**抜粋文**:
* * * * *

このような本発明の同軸線を複数本有する多芯同軸ケーブルも本発明に含まれる。
【発明の効果】
【0019】
本発明のアイオノマー樹脂組成物は、押出成形性に優れ、高弾性率、高強度な薄肉成型品の材料として用いることができる。本発明の同軸線は、本発明のアイオノマー樹脂組成物を薄肉の被覆層に用いたもので、生産性を確保しつつ、細径化に対応することができる。
【発明を実施するための最良の形態】
【0020】
<アイオノマー樹脂組成物及びその製造方法>
本発明のアイオノマー樹脂組成物は、中和度60%以上のアイオノマー樹脂100質量部あたり、有機化クレー1〜85質量部を含有したものである。
【0021】
アイオノマーとは、オレフィン−α,β不飽和カルボン酸の共重合体のカルボキシル基を金属イオンによって中和したものをいう。オレフィン−α,β不飽和カルボン酸共重合体中のカルボキシル基が金属イオンとの共存下でカルボン酸金属塩となり、さらに複数のカルボン酸金属塩同士が会合することで、共重合体同士が疑似架橋している。
【0022】
本発明のアイオノマー樹脂組成物に含まれる中和度60%以上のアイオノマー樹脂は、4級アンモニウム塩型の界面活性剤の存在下で、オレフィン−α,β不飽和カルボン酸共重合体のカルボキシル基を金属イオンで中和する方法により製造することもできるし、4級アンモニウム塩型の界面活性剤の存在下で、中和度が60%未満であるオレフィン−α,β不飽和カルボン酸共重合体由来のアイオノマーのカルボキシル基を金属イオンで中和する方法により製造することもできる。
【0023】
上記オレフィン−α,β不飽和カルボン酸の共重合体に含まれるオレフィンとしては、エチレン、プロピレン等の低級オレフィンが挙げられ、好ましくはエチレンである。また、α,β不飽和カルボン酸としては、アクリル酸、メタクリル酸(これらを区別しないときは「(メタ)アクリル酸」という)等が挙げられる。好ましいオレフィン−α,β不飽和カルボン酸共重合体としては、エチレン−(メタ)アクリル酸共重合体が挙げられる。このような共重合体は、(メタ)アクリル酸等のカルボキシル基を有するアクリル系モノマー又は無水マレイン酸等の酸無水物モノマーと、エチレンとを、公知の方法で共重合、グラフト重合等することにより得られる。各種特性を向上させる目的で、さらに他のモノマーを適宜共重合してもよい。また、エチレン−(メタ)アクリル酸共重合体として、ニュクレル(商品名)、プリマコール(商品名)などの市販品を用いてもよい。

* * * * *

**保存データ**:
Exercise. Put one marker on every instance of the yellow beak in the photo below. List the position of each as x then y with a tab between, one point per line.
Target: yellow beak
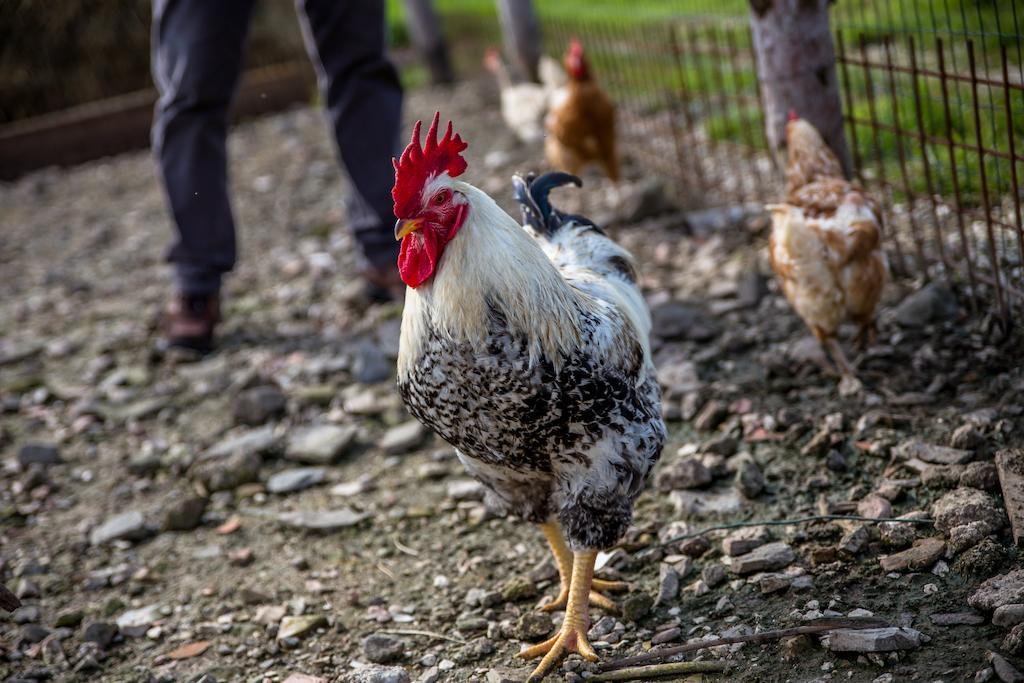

* * * * *

**解くべき課題**:
(a) アイオノマー樹脂組成物に関する抜粋文によれば、中和度60%以上のアイオノマー樹脂100質量部あたり、有機化クレーは何質量部含有されますか。
(b) アイオノマー樹脂組成物に関する抜粋文を、最後の文の後から書き継いでください。

**課題別の結果**:
(a) 1〜85質量部です。

(b)
【0024】
中和度60%未満のアイオノマーとして、市販のアイオノマーまたはアイオノマー樹脂を用いることもできる。市販のアイオノマー(アイオノマー樹脂)の具体例としては、三井デュポンポリケミカル株式会社製のハイミラン1605(ナトリウムイオン中和エチレン−メタクリル酸共重合体系アイオノマー樹脂の商品名)、ハイミラン1707(ナトリウムイオン中和エチレン−メタクリル酸共重合体系アイオノマー樹脂の商品名)、ハイミラン1706(亜鉛イオン中和エチレン−メタクリル酸共重合体系アイオノマー樹脂の商品名)、ハイミランAM7315(亜鉛イオン中和エチレン−メタクリル酸共重合体系アイオノマー樹脂の商品名)、ハイミランAM7317(亜鉛イオン中和エチレン−メタクリル酸共重合体系アイオノマー樹脂の商品名)、ハイミラン1555(ナトリウムイオン中和エチレン−メタクリル酸共重合体系アイオノマー樹脂の商品名)、ハイミラン1557(亜鉛イオン中和エチレン−メタクリル酸共重合体系アイオノマー樹脂の商品名)、エクソン株式会社製のアイオテック8000(ナトリウムイオン中和エチレン−アクリル酸共重合体系アイオノマー樹脂の商品名)、デュポン社製のサーリン930(リチウムイオン中和エチレン−メタクリル酸共重合体系アイオノマー樹脂の商品名)などが挙げられる。
【0025】
アイオノマーを構成するカルボキシル基を中和する金属イオンとしては、ナトリウムイオン、カリウムイオン、リチウムイオン等の1価金属イオン;亜鉛イオン、カルシウムイオン、マグネシウムイオン、銅イオン、マンガンイオンなどの2価金属イオン;アルミニウムイオン、ネオジウムイオンなどの3価金属イオンなどが挙げられる。
【0026】
上記金属イオン供給に用いられる金属塩(中和用金属塩)としては、アルカリ金属、アルカリ土類金属、III族、遷移金属等の酸化物、水酸化物、炭酸塩等を使用でき、具体的には、酸化亜鉛、酸化マグネシウム、水酸化マグネシウム、水酸化ナトリウム、炭酸水素ナトリウム、酸化カルシウム、水酸化カルシウム、炭酸カルシウム等を例示できる。
【0027】
また金属塩の混合量は、中和の対象となるカルボキシル基含有ポリマー(アイオノマー又はオレフィン−α,β不飽和カルボン酸共重合体)の種類、所望の中和度により適宜決められる。中和の対象となるカルボキシル基含有ポリマー中のカルボキシル基に対する金属塩の当量比(金属塩/カルボキシル基)が1.1以下となる量の金属塩を添加することが好ましい。すなわち、1価の金属イオンを提供する化合物であれば、モル比で、金属塩/カルボキシル基が1.1/1以下となるように、2価の金属イオンを提供する化合物であれば、金属塩/カルボキシル基で0.55/1となるように添加することが好ましい。
【0028】
4級アンモニウム塩型界面活性剤は、疎水基として天然又は合成の長鎖アルキル、ベンジルアルキル等の炭化水素基を有し、親水基として4級アンモニウムイオンを有するカチオン界面活性剤、あるいはベタイン化した両性界面活性剤が挙げられる。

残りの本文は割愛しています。